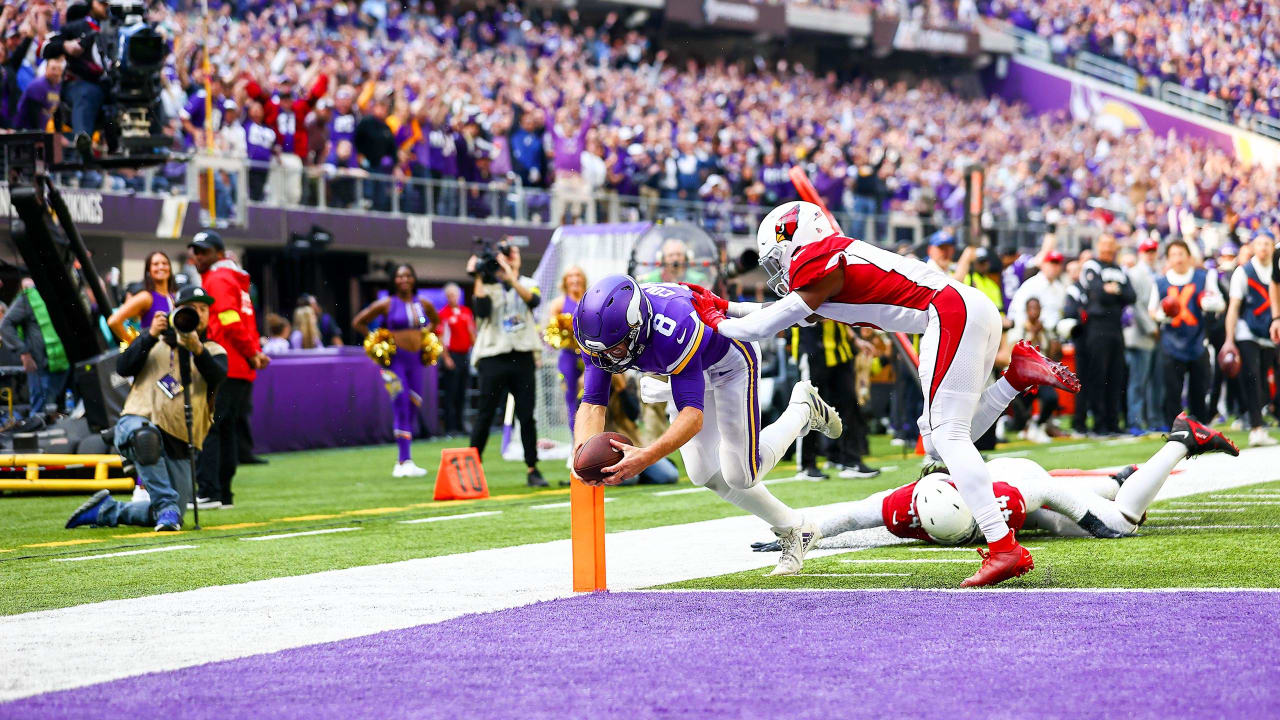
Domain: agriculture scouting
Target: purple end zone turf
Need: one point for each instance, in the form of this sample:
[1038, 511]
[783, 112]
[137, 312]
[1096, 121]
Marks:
[753, 655]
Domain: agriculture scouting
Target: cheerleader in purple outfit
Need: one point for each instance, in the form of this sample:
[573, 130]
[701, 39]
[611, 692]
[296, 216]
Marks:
[406, 315]
[572, 287]
[155, 297]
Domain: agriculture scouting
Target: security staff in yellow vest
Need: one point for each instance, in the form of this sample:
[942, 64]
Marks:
[830, 355]
[152, 429]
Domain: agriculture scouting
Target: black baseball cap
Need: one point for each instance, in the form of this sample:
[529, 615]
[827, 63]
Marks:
[208, 240]
[192, 294]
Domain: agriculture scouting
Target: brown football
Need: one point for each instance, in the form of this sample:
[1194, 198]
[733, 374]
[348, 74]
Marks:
[1229, 361]
[595, 454]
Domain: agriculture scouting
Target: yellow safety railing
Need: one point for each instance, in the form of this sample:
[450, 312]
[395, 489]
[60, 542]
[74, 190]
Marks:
[36, 461]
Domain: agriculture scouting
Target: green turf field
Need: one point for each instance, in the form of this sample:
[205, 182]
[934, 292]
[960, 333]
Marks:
[353, 488]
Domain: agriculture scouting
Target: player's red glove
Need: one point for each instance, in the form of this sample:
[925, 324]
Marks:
[708, 311]
[699, 291]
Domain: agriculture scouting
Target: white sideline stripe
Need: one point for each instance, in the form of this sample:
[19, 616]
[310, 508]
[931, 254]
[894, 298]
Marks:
[960, 591]
[227, 621]
[909, 561]
[1212, 527]
[1235, 504]
[442, 518]
[167, 548]
[282, 536]
[853, 575]
[795, 479]
[1244, 496]
[961, 548]
[681, 491]
[552, 505]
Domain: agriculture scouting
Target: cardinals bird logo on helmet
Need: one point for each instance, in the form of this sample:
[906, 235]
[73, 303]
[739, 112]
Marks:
[942, 513]
[782, 233]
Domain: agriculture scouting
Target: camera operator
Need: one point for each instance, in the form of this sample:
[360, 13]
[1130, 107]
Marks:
[152, 429]
[85, 90]
[506, 341]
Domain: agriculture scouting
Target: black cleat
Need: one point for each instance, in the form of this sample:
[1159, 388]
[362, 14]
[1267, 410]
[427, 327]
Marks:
[1097, 528]
[810, 474]
[1200, 438]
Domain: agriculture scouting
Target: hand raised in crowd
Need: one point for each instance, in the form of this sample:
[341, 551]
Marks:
[506, 274]
[159, 324]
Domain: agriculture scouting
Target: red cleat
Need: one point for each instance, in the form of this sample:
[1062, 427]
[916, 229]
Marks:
[1200, 438]
[999, 566]
[1028, 369]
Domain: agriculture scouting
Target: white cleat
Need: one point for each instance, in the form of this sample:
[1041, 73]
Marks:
[1258, 437]
[407, 469]
[822, 417]
[795, 543]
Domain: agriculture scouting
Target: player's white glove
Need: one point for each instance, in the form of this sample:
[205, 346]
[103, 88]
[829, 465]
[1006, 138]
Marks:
[652, 390]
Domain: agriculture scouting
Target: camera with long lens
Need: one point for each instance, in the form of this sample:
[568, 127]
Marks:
[140, 53]
[184, 319]
[487, 258]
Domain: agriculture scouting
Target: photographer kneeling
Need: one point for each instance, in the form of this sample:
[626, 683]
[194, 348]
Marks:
[152, 428]
[506, 340]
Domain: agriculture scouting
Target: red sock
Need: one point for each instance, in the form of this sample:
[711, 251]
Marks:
[1005, 543]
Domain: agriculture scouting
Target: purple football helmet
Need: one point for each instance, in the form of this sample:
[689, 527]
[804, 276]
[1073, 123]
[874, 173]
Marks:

════════════════════

> **TASK TO CARRY OUT**
Every line above should be repeated exactly; pictures stay out of the copy.

> **RESPONSE TO THIS TASK**
Domain: agriculture scouting
Target: purple end zone turf
Need: one point for each instance, in the form of this sample:
[1038, 511]
[783, 112]
[137, 312]
[1096, 121]
Marks:
[753, 655]
Domain: agriculture scouting
Target: cheerleader in purple outfit
Need: one point for each instance, in the form of this sample:
[573, 130]
[701, 39]
[611, 692]
[296, 216]
Marks:
[406, 315]
[572, 287]
[155, 297]
Domain: agriculture scouting
Target: security staff in yellow vest
Need: one point for each instance, in the form of this sample:
[942, 64]
Marks:
[830, 355]
[152, 429]
Domain: agriculture scouting
Target: black baseball cap
Need: one point for each instance, in the form of this sample:
[529, 615]
[827, 63]
Marks:
[208, 240]
[192, 294]
Domain: agriculture scouting
Target: brown football
Need: one point for each instance, in the form of this sample:
[1194, 198]
[733, 374]
[348, 74]
Marks:
[1229, 361]
[595, 454]
Domain: agriculture scouting
Target: yellow safety railing
Need: one point for each instance, in the form of this sample:
[450, 312]
[395, 489]
[60, 542]
[74, 190]
Marks:
[36, 461]
Domain: agriculture scouting
Target: green turf field
Need: one point for each instance, in the form of this sample:
[205, 182]
[934, 292]
[960, 333]
Marks:
[353, 488]
Domain: agriculture scouting
Target: player's red glove
Need: one point for each instance, in the form of this sample:
[925, 324]
Marks:
[708, 311]
[699, 291]
Domain: agriculture scouting
Target: white sideline stripe
Need: one point for each instance, in the form of this sample:
[19, 616]
[310, 508]
[931, 254]
[894, 298]
Marks:
[960, 591]
[227, 621]
[909, 561]
[1212, 527]
[1235, 504]
[442, 518]
[167, 548]
[282, 536]
[853, 575]
[795, 479]
[1244, 496]
[961, 548]
[681, 491]
[552, 505]
Domain: agriculture scouting
Target: cardinals bird logo on helmet
Need: one point for each instance, in the form of this sample:
[906, 235]
[73, 303]
[739, 112]
Marks:
[942, 513]
[782, 233]
Domain: agriculture scouting
Target: camera operator
Need: one point for each instance, in the form of this sample:
[360, 13]
[1130, 107]
Marks:
[152, 429]
[85, 90]
[506, 341]
Domain: agriculture scouting
Target: black cleat
Need: one point for each instance, in the form of this sample:
[1159, 388]
[362, 14]
[1267, 410]
[427, 327]
Marks:
[1097, 528]
[810, 474]
[1200, 438]
Domain: agriculture scouting
Target: hand raised in crowd
Need: one point for each instance, in the form of this sample:
[341, 551]
Marks:
[506, 274]
[159, 324]
Domain: agriculture scouting
Target: red cleat
Need: one point for each instance, in the form of this sample:
[1062, 427]
[916, 229]
Marks:
[1200, 438]
[999, 566]
[1028, 369]
Domain: agriculture scouting
Target: white cleat
Need: one point for each instance, in the form of this sample:
[1041, 73]
Marks:
[1258, 437]
[407, 469]
[822, 417]
[795, 543]
Domain: agriculture scouting
Target: player's white glove
Need: one point for each instance, in the form of this sample:
[205, 346]
[103, 88]
[829, 465]
[1006, 138]
Marks:
[652, 390]
Domain: agriculture scouting
Target: camera with long lens
Need: one point for each instance, in the form of this sample:
[568, 127]
Marks:
[140, 53]
[184, 319]
[487, 258]
Domain: agriculture scouting
Target: photographer kneeling
Need: one point for each instance, in the form of this sample:
[626, 683]
[194, 348]
Marks:
[152, 428]
[506, 340]
Domain: agriculture scouting
Target: red sock
Need: one point for each instance, in the form of this sample:
[711, 251]
Marks:
[1005, 543]
Domain: agriculture scouting
Target: purple football helmet
Need: one point for each instance, in the form of this sample:
[689, 527]
[804, 276]
[1073, 123]
[874, 173]
Marks:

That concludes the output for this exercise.